Source passage:
>>>>>
Running can bring us together
In Born to Run, which has become biblical for many runners, Christopher McDougall relates the story of Louis Liebenberg who, with a renegade band of Bushmen, ran down an antelope in the Kalahari Desert in Africa. It wasn’t though for sport, but to test his theory.
“I had a vague gut feeling that the art of animal tracking could represent the origin of science itself,” Liebenberg told McDougall.
Liebenberg was in pursuit of the Big Bang of the Human Mind, how we leaped “from basic survival thinking to wildly complicated concepts like logic, humor, deduction, abstract reasoning, and creative imagination.”
Hunters needed to learn to move beyond tracking by tracks to a “higher state of reasoning known as ‘speculative hunting,’” which draws on the same skill set, including visualization and abstract thinking, used for “mental engineering in science, medicine, and the creative arts.”
In short, we’re here because we, Homo erectus, not only could run but also outran the Neanderthals. It’s the Running Man theory, hence the title for the book: We were and are born to run.
Distance-wise, humans can outrun any animal. Several developments in the evolution of the human body aid in that: a hairless, porous skin that allows heat to escape; the nuchal ligament that serves to hold the head steady while running; the ability to huff and puff while running; an Achilles tendon, short toes, and an arched foot, an “architectural marvel,” among them.
<<<<<
Given records:
>>>>>
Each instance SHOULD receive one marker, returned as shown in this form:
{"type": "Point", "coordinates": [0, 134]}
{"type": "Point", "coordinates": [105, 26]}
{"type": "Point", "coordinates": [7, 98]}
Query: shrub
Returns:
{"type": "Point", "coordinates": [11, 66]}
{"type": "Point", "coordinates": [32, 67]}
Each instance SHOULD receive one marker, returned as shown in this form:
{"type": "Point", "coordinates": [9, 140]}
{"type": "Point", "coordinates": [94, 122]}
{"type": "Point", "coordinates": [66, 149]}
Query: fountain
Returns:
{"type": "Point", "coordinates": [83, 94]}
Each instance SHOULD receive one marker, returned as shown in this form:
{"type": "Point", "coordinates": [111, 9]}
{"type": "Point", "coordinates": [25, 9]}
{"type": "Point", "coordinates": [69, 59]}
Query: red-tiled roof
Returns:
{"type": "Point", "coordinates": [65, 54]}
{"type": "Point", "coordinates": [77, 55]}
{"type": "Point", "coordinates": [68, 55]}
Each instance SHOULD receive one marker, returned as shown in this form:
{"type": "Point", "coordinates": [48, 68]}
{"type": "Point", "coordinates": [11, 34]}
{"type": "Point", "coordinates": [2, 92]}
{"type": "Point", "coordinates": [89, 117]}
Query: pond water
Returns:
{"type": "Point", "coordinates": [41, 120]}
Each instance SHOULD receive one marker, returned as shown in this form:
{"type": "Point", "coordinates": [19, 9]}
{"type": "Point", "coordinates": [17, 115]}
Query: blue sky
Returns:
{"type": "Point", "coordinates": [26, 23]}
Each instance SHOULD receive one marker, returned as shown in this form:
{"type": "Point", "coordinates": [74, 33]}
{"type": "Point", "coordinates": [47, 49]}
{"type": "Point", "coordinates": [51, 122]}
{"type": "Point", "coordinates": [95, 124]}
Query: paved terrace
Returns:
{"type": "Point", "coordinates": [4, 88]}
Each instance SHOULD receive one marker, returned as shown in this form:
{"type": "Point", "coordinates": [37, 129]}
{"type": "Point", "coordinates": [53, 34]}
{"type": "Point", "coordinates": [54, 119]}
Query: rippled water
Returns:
<<<<<
Please copy the stretch of the running passage from "Liebenberg was in" through "born to run." word for word. Use only the running passage to answer.

Liebenberg was in pursuit of the Big Bang of the Human Mind, how we leaped “from basic survival thinking to wildly complicated concepts like logic, humor, deduction, abstract reasoning, and creative imagination.”
Hunters needed to learn to move beyond tracking by tracks to a “higher state of reasoning known as ‘speculative hunting,’” which draws on the same skill set, including visualization and abstract thinking, used for “mental engineering in science, medicine, and the creative arts.”
In short, we’re here because we, Homo erectus, not only could run but also outran the Neanderthals. It’s the Running Man theory, hence the title for the book: We were and are born to run.